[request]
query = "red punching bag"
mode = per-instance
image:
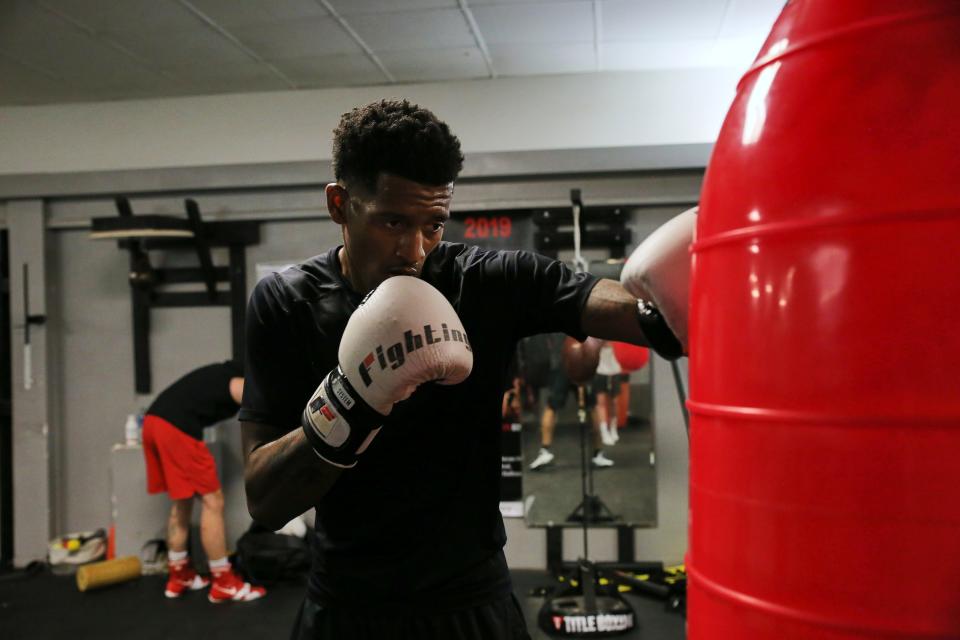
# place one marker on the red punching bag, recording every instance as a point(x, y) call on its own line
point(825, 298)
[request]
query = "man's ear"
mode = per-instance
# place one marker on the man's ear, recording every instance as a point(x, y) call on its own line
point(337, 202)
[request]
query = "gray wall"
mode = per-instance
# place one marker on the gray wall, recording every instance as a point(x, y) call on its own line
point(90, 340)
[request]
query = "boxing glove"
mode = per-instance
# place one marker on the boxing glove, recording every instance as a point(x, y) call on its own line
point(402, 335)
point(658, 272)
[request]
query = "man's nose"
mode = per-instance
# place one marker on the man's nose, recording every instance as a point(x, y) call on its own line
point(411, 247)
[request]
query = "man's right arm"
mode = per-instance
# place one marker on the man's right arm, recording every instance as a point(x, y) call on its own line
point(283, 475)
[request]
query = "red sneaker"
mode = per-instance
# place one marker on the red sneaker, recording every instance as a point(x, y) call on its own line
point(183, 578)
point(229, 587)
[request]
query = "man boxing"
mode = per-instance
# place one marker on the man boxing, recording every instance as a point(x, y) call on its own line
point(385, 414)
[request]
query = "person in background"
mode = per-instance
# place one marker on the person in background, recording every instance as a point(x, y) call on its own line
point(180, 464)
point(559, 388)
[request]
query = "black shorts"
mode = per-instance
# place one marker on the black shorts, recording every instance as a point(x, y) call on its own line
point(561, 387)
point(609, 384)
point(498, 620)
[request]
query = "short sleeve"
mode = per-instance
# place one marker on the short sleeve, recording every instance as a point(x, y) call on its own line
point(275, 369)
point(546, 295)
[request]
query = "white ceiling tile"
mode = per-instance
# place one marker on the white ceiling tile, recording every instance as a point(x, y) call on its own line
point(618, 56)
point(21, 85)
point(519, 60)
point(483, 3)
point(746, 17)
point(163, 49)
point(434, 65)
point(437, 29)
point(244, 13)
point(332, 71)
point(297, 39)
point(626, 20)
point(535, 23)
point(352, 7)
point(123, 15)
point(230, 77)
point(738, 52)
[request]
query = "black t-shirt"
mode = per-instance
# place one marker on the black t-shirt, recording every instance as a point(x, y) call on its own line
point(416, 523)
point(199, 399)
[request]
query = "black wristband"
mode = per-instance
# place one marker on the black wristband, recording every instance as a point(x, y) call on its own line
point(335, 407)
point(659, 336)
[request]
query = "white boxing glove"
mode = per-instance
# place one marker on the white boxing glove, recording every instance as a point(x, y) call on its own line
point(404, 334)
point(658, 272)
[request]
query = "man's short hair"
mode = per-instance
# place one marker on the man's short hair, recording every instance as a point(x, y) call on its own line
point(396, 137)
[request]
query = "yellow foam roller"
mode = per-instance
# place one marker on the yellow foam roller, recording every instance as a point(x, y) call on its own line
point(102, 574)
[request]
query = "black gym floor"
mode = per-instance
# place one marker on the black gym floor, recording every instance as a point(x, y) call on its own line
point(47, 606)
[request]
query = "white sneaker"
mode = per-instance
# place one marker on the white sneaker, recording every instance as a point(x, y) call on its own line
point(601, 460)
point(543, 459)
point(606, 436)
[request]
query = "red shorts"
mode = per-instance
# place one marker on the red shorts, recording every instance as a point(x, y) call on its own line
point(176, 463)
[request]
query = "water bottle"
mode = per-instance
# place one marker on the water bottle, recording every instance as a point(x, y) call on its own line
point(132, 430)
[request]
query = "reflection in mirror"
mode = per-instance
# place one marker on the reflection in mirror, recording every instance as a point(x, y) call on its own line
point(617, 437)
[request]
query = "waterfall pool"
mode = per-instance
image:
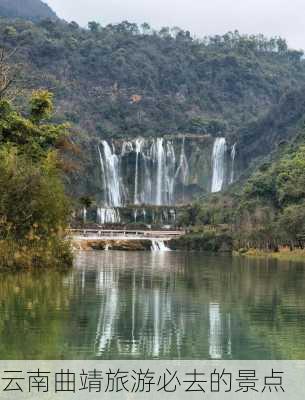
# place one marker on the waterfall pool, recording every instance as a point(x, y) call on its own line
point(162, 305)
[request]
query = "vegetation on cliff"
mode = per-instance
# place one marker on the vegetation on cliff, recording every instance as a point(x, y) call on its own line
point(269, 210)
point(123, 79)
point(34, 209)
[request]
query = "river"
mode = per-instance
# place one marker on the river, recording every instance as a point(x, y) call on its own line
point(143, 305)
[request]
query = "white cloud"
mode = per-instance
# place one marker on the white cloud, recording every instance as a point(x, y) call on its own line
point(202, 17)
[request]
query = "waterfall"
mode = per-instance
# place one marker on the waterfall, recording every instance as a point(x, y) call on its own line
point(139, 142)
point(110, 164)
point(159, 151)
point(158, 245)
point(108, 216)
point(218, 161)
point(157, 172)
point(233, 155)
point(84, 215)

- **WORK INSTRUCTIONS**
Reproduce all the rows above with every "marker" changed to "pin" and everything else left as is. Omit the pictures.

- **TASK RESPONSE**
[request]
query = "red punching bag"
mode = per-instance
image:
# place one pin on the red punching bag, recording every instance as a point(x, y) call on its own line
point(825, 298)
[request]
query = "man's ear"
mode = per-instance
# place one pin on the man's ear, recording every instance as a point(x, y) call on its own line
point(337, 202)
[request]
query = "gray wall"
mode = per-instance
# place one pin on the gray wall, recording every instance as a point(x, y) call on its own line
point(90, 340)
[request]
query = "boxing glove"
mode = per-instance
# place one pin on the boxing glove, recording every instance as a point(x, y) call on its own line
point(402, 335)
point(658, 272)
[request]
query = "man's nose"
mode = per-instance
# place one pin on the man's nose, recording every instance as a point(x, y) call on its own line
point(411, 247)
[request]
query = "man's right arm"
mode = per-instance
# place one pin on the man's right arm, recording every instance as a point(x, y) call on its own line
point(283, 475)
[request]
query = "red sneaker"
mode = per-instance
# place one pin on the red sneaker, recording every instance as a point(x, y) call on its own line
point(183, 578)
point(229, 587)
[request]
query = "man boxing"
mode = per-instance
# place one pin on the man boxing, recording every instance as a point(x, y) call on its own line
point(385, 414)
[request]
query = "person in background"
mode = per-instance
# place one pin on the person in background, recording every instance as a point(x, y) call on its own line
point(180, 464)
point(559, 388)
[request]
query = "black shorts"
mode = per-instance
# place one pin on the black shorts, recording every instance as a point(x, y) call on its own line
point(561, 387)
point(609, 384)
point(498, 620)
[request]
query = "short sleeve"
mode = per-instance
# place one pin on the short sleeve, recording every instance as a point(x, y) call on its own line
point(275, 369)
point(546, 295)
[request]
query = "white ceiling tile"
mode = per-instance
# place one pin on the white ceiling tile, recording every instance as a point(x, y) call on its own line
point(618, 56)
point(21, 85)
point(519, 60)
point(483, 3)
point(746, 17)
point(163, 49)
point(434, 65)
point(437, 29)
point(244, 13)
point(332, 71)
point(297, 39)
point(626, 20)
point(535, 23)
point(352, 7)
point(123, 15)
point(230, 77)
point(738, 52)
[request]
query = "black t-shirt"
mode = per-instance
# place one pin on the black t-shirt, recording every instance as a point(x, y) call on its own line
point(416, 523)
point(199, 399)
[request]
query = "black wristband"
mode = per-instance
# place one pin on the black wristband, recording every instance as a point(x, y) call on its own line
point(335, 407)
point(659, 336)
[request]
query = "white boxing glove"
mode = per-instance
# place one pin on the white boxing glove, recording every instance as a point(x, y) call on its own line
point(404, 334)
point(658, 272)
[request]
query = "man's short hair"
mode = per-instance
# place one pin on the man's short hair, recording every instance as a point(x, y) call on its own line
point(396, 137)
[request]
query = "yellow foam roller"
mode = per-instance
# place one pin on the yellow foam roller, recording every instance as a point(x, y) call on its own line
point(102, 574)
[request]
query = "black gym floor"
mode = per-instance
# place one pin on the black gym floor, recording every instance as a point(x, y) call on its own line
point(47, 606)
[request]
query = "white sneaker"
mode = per-instance
# place one pin on the white sneaker, recording every instance as a point(x, y) call on its own line
point(601, 460)
point(543, 459)
point(606, 436)
[request]
query = "red shorts"
mode = per-instance
# place one pin on the red shorts, recording every instance as a point(x, y) call on its own line
point(176, 463)
[request]
query = "water bottle"
mode = per-instance
# place one pin on the water bottle, recording every instance as a point(x, y) call on its own line
point(132, 430)
[request]
query = "reflection in mirror"
mode = per-instance
# place one pin on the reflection in mirror, recording every instance as a point(x, y) call on its own line
point(617, 437)
[request]
query = "waterfall pool"
mode = per-instance
image:
# place one pin on the waterfall pool, recording every instance as a point(x, y) call on its own line
point(162, 305)
[request]
query = "vegetation on cliff"
mode = per-instance
# place one pin on the vegetation on cliff, recording every instance as a point(x, y) call on its own line
point(269, 210)
point(123, 79)
point(34, 209)
[request]
query = "river"
mode = per-instance
# place one pin on the river, recording every instance as a point(x, y) call on its own line
point(143, 305)
[request]
query = "white cloud"
mode = per-instance
# place one pin on the white cloud, recording every instance as a point(x, y) call on its own line
point(202, 17)
[request]
query = "waterfall"
mode = per-instance
# place one pin on the waterfall, recording every instance as a point(x, y) call on its own line
point(139, 142)
point(110, 164)
point(159, 151)
point(158, 245)
point(108, 216)
point(218, 161)
point(157, 172)
point(233, 155)
point(84, 215)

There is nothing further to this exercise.